(What is expected):
The answer should hold nothing but the lines from the one with "Detect: jersey number 3" through the end of the listing below, each exactly as written.

(Records supplied):
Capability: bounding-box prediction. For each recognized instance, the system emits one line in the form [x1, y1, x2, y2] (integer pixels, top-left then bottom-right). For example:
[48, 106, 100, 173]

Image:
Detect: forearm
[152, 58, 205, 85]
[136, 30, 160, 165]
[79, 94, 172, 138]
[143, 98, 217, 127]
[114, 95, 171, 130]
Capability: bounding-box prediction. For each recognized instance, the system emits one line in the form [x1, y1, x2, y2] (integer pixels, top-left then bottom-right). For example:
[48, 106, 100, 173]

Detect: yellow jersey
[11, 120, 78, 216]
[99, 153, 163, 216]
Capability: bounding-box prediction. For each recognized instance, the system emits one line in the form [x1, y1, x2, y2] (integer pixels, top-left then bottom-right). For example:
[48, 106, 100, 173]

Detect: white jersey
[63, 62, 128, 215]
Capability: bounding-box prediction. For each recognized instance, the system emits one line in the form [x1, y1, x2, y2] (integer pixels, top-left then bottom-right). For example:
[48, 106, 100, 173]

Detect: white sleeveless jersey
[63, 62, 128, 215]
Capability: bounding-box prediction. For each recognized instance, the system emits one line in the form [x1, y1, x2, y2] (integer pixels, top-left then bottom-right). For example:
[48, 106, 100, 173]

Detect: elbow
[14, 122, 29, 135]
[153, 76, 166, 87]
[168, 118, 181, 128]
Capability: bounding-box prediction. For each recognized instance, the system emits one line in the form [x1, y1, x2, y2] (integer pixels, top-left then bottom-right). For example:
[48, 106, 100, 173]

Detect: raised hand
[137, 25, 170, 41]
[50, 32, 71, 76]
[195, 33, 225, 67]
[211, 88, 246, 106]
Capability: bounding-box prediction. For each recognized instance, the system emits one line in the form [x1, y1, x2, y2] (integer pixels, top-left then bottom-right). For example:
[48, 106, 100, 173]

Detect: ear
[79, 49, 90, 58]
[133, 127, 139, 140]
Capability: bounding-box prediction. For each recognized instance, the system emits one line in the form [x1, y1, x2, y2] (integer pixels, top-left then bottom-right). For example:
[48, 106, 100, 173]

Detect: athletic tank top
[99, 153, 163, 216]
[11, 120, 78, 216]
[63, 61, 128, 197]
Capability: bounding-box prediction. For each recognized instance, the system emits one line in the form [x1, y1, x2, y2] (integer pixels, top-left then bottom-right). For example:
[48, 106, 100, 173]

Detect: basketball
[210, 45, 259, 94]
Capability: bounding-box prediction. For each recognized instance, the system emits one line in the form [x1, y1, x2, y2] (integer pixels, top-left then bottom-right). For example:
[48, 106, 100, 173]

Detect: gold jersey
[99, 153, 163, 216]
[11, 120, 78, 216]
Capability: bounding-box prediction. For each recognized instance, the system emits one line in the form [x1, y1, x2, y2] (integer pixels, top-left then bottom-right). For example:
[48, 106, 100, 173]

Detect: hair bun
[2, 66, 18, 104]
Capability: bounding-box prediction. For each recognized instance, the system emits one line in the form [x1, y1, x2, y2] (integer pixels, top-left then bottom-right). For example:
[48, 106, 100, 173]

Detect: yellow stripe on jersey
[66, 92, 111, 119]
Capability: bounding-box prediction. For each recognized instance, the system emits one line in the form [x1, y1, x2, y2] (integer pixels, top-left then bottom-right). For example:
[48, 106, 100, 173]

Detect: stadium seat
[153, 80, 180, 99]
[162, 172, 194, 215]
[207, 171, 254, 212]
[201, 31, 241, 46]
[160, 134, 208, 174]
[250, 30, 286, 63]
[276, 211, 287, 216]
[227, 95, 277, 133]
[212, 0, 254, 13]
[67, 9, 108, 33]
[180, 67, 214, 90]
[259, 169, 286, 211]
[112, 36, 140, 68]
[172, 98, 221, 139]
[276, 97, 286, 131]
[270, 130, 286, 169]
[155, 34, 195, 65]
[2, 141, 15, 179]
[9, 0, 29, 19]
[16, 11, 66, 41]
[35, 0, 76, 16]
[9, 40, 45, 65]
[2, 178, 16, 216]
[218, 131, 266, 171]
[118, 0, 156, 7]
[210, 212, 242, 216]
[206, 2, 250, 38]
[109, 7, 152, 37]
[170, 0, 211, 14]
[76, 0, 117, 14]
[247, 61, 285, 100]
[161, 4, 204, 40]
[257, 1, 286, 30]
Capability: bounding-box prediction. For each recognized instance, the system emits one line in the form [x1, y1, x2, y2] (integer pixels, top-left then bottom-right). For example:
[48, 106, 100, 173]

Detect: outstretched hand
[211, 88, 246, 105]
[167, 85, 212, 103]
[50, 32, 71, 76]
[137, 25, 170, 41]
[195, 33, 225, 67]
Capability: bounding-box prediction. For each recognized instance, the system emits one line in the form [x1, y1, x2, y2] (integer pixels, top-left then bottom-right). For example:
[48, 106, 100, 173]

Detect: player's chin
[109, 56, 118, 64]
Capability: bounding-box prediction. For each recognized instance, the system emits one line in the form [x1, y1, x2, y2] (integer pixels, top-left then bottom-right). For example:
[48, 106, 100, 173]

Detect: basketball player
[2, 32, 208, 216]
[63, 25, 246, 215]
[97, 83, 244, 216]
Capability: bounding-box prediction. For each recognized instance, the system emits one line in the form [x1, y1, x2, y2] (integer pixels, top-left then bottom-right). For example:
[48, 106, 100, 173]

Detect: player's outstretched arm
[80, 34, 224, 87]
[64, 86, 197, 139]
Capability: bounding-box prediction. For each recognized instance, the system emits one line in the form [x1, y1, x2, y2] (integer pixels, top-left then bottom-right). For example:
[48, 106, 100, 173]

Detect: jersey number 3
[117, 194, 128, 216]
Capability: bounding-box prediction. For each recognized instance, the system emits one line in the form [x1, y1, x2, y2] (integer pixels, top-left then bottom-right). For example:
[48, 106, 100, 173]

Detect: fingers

(Exercise result):
Detect: jersey number 3
[117, 194, 128, 216]
Capability: bounding-box prediction. For each recognized instance, the system emits one line in the form [x1, y1, x2, y2] (integer pixels, top-left then bottom-right). For example:
[48, 106, 100, 173]

Detect: fingers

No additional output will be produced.